### [Exercise directions]
Below are the entries; state how many of their lines contain the string "blue", and nothing more.

[Information given — start]

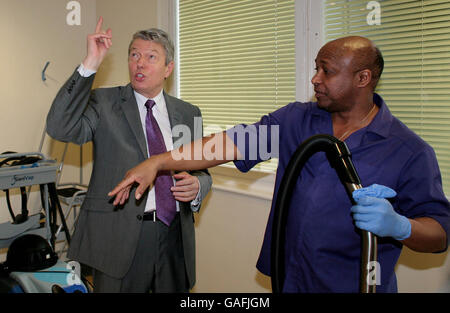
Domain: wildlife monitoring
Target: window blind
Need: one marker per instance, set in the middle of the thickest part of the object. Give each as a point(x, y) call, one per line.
point(237, 60)
point(414, 37)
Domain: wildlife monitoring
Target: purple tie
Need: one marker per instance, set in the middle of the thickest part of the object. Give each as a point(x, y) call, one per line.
point(165, 202)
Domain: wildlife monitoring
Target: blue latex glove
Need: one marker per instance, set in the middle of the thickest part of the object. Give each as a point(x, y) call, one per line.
point(375, 214)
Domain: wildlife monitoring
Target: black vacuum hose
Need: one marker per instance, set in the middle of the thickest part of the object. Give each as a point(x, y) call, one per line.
point(339, 158)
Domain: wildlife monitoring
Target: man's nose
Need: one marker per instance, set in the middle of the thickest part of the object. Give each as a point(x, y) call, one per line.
point(140, 62)
point(316, 79)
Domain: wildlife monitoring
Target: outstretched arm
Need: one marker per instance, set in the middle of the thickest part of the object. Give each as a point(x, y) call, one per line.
point(200, 154)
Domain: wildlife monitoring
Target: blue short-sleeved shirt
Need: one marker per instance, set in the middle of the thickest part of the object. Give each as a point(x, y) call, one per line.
point(322, 244)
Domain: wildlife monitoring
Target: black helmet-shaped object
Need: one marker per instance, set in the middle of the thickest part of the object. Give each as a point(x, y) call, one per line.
point(30, 253)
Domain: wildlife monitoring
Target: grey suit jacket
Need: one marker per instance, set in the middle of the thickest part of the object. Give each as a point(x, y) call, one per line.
point(105, 235)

[Information given — finish]

### [Result of the exercise]
2